### Region labeling items
* * * * * * *
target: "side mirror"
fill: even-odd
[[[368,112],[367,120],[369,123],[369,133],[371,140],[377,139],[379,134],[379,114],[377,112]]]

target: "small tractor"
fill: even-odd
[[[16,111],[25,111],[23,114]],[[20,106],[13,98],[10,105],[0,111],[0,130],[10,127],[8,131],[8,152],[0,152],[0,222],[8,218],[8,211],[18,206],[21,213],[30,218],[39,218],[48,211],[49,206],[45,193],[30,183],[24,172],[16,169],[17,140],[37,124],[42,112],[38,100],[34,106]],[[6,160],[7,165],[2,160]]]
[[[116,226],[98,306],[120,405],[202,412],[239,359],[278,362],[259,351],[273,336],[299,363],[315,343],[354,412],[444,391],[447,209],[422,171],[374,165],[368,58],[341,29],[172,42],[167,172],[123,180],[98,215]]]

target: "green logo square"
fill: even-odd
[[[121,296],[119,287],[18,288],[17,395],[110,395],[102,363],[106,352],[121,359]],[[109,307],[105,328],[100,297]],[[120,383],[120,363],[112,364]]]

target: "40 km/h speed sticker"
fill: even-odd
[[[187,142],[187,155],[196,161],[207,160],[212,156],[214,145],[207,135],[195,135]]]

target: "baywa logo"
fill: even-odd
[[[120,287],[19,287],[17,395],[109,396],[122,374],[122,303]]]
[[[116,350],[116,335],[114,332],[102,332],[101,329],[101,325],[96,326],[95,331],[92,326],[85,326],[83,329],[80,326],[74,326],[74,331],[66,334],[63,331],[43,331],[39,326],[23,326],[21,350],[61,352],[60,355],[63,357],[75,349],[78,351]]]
* * * * * * *
Convert the lines above into a JSON list of strings, with one string per line and blank lines omitted.

[
  "target: \"side mirror\"",
  "fill: even-odd",
  "[[[368,112],[367,120],[369,123],[369,133],[371,140],[377,139],[379,134],[379,114],[377,112]]]",
  "target: \"small tractor\"",
  "fill: even-odd",
  "[[[16,111],[25,111],[23,114]],[[20,106],[13,98],[10,105],[0,111],[0,130],[10,127],[8,131],[8,152],[0,152],[0,222],[8,218],[8,211],[18,206],[21,213],[30,218],[39,218],[48,211],[49,206],[45,193],[30,183],[24,172],[16,169],[17,140],[37,124],[42,112],[38,100],[34,106]],[[6,160],[7,165],[2,160]]]",
  "[[[116,226],[98,306],[120,405],[202,412],[239,359],[278,362],[259,351],[273,336],[299,363],[315,343],[354,412],[444,391],[447,209],[422,171],[374,165],[368,58],[341,29],[172,42],[167,172],[123,180],[98,215]]]",
  "target: \"green logo square\"",
  "fill: even-odd",
  "[[[121,296],[119,287],[18,288],[17,395],[110,395],[102,363],[106,352],[121,359]],[[109,307],[105,328],[100,297]],[[120,383],[120,363],[112,364]]]",
  "target: \"40 km/h speed sticker\"",
  "fill: even-odd",
  "[[[187,142],[187,155],[196,161],[207,160],[212,156],[214,145],[207,135],[195,135]]]",
  "target: \"baywa logo\"",
  "fill: even-odd",
  "[[[120,287],[19,287],[17,395],[109,396],[122,374],[122,303]]]",
  "[[[116,350],[116,335],[114,332],[102,332],[101,329],[101,325],[96,326],[95,331],[92,326],[85,326],[83,329],[80,326],[74,326],[74,331],[66,334],[63,331],[43,331],[39,326],[23,326],[21,350],[61,352],[60,355],[63,357],[75,349],[78,351]]]"
]